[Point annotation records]
— Start —

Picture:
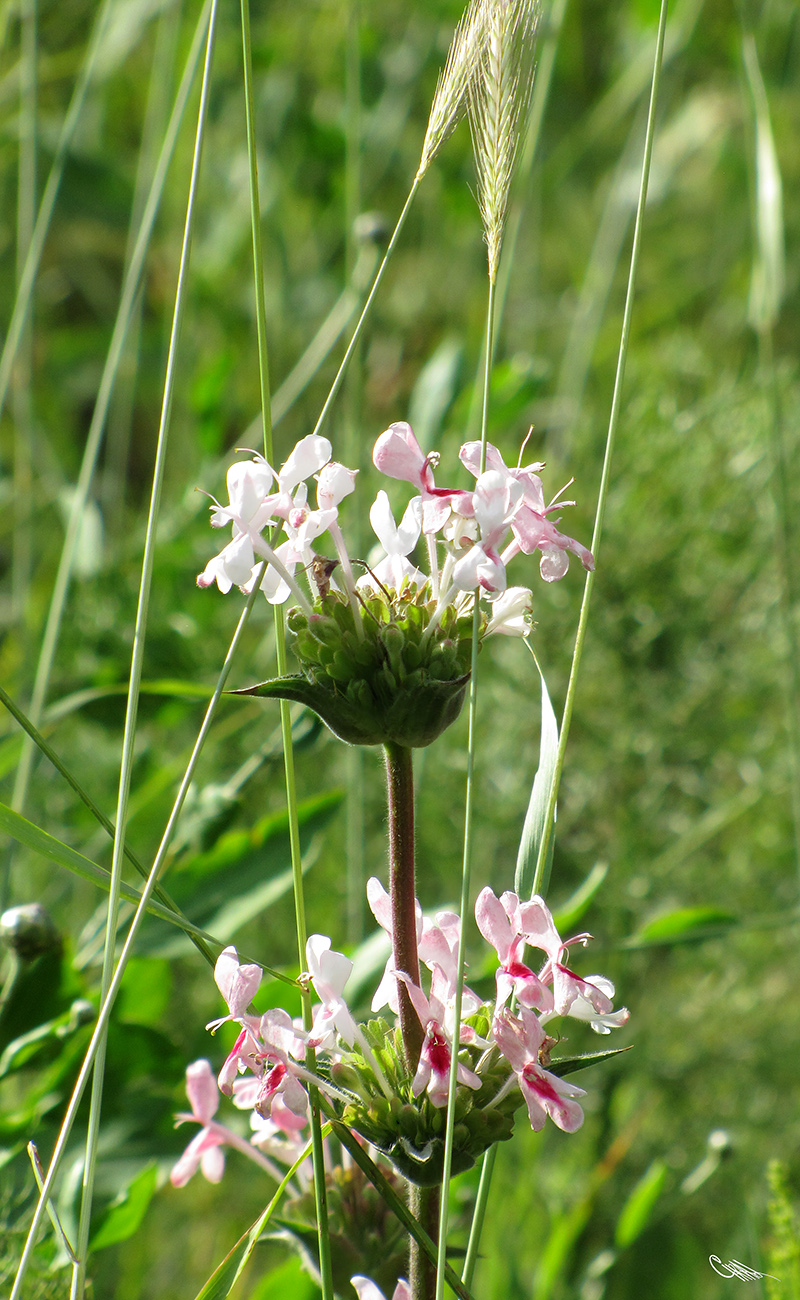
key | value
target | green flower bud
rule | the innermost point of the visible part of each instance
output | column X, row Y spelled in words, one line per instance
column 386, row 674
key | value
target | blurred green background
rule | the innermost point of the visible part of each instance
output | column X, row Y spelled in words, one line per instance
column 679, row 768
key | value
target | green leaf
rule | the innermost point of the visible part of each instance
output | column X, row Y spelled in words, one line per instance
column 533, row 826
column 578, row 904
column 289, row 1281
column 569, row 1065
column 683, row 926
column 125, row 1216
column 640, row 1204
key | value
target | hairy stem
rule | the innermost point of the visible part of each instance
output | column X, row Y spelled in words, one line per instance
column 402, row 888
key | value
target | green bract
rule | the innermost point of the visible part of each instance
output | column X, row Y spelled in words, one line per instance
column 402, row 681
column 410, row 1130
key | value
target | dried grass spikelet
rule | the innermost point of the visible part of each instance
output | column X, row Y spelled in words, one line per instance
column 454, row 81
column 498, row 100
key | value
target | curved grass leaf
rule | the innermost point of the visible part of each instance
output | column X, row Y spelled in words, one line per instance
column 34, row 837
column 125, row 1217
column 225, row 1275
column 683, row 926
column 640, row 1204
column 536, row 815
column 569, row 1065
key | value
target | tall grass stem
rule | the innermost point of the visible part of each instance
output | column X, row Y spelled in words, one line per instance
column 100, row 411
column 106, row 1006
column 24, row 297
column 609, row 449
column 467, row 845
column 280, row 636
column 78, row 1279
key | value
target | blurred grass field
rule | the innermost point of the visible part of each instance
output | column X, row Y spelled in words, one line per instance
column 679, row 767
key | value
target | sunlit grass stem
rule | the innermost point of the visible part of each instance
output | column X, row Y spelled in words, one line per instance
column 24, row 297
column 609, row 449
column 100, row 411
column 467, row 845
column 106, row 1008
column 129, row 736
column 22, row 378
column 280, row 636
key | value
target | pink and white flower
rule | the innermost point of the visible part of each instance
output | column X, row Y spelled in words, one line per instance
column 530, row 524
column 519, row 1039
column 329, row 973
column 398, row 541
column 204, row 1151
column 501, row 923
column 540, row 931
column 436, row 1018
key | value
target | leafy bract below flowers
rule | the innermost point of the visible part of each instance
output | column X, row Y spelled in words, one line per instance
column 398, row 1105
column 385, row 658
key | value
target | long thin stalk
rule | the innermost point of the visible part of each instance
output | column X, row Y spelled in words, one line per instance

— End —

# What is expected
Please output the listing from its first line through the line containing "column 386, row 674" as a numbered list, skipping blank lines. Leave the pictures out of your answer.

# Final answer
1. Picture:
2. key | value
3. target | green flower bud
4. rule | the innermost point of the visible part of each instance
5. output | column X, row Y spelled in words, one line per instance
6. column 386, row 674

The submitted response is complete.